- [Data under study]

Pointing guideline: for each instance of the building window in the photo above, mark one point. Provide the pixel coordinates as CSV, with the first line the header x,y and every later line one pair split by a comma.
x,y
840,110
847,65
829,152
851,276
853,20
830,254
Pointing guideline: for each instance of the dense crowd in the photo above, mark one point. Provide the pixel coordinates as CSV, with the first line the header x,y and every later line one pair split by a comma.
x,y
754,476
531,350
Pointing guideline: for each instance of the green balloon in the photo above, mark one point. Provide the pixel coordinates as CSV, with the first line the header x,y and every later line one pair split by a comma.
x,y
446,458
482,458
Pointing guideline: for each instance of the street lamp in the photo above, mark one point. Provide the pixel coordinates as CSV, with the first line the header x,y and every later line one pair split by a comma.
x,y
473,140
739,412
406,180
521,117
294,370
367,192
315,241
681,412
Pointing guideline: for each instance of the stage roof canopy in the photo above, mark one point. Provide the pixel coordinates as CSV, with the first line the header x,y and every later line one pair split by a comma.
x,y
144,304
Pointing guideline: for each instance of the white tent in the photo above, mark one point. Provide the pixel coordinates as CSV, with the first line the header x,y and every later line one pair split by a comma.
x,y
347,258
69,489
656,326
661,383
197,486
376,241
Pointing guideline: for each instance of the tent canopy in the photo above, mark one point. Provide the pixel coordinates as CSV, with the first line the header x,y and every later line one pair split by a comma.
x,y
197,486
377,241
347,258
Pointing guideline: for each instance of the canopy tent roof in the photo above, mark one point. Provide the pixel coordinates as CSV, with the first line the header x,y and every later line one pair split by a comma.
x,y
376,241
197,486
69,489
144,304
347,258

--

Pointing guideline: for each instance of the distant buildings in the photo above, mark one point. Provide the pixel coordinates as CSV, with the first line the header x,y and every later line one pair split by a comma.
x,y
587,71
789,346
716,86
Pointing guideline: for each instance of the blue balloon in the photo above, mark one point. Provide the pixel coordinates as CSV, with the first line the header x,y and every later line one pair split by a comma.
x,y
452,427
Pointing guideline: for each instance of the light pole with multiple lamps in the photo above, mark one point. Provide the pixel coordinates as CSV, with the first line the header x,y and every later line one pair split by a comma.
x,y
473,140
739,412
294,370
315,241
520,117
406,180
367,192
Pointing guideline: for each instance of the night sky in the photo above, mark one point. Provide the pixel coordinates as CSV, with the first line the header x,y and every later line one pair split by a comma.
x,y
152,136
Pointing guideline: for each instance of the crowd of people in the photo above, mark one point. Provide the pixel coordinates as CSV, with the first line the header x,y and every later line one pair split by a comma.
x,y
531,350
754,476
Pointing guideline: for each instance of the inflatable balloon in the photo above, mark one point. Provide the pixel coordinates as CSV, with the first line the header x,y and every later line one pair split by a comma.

---

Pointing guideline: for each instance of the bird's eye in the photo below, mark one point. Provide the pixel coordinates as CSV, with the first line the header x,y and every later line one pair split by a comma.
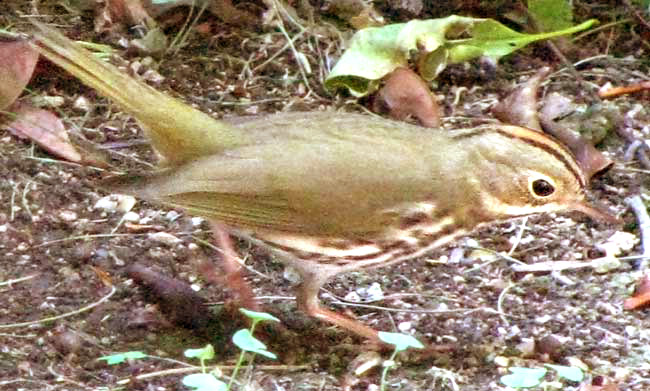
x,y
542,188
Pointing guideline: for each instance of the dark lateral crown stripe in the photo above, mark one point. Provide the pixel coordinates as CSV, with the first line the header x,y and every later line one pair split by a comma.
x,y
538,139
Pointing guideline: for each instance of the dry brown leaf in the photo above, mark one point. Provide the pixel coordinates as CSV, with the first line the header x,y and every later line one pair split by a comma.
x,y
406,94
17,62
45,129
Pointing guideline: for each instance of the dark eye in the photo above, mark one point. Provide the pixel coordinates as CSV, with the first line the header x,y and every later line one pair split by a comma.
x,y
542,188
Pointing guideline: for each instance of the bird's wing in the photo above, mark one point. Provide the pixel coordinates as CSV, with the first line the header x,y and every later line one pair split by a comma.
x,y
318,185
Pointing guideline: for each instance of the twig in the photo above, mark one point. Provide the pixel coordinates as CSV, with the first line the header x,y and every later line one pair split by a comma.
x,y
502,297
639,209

- [What the exercise asks]
The expected answer is an exact copy of the lines above, beginning at the line with "Pointing guideline: for each instance of the light" and ending at the line with "Pointing guideline: for each instance of the inflatable", with both ends in.

- [Written response]
Pointing guideline: for each instance of the light pole with multiple lamps in the photo above, mark one point. Provide the pixel coordinates as CSV, with the first line the header x,y and every later line one pair split by a comma.
x,y
473,140
739,412
294,370
315,241
520,117
406,180
367,192
Pointing guideline: for each instance of the night sky in the photo above, mark one point. Provide the pixel coordinates as CSV, with the first line the header x,y and every later line one pair split by a comma.
x,y
152,136
Pointing guideline: for each instance of the crowd of people in the photo above, mark one point. Provide the pixel coordinates as CSV, with the first line the header x,y and every later line one pair split by a comma.
x,y
531,350
754,476
Pointing guideline: for each instance of the inflatable balloon in the photo above, mark one point. Provide the pixel coordinates as CSV, with the first line the header x,y and every later line one pair split by a comma.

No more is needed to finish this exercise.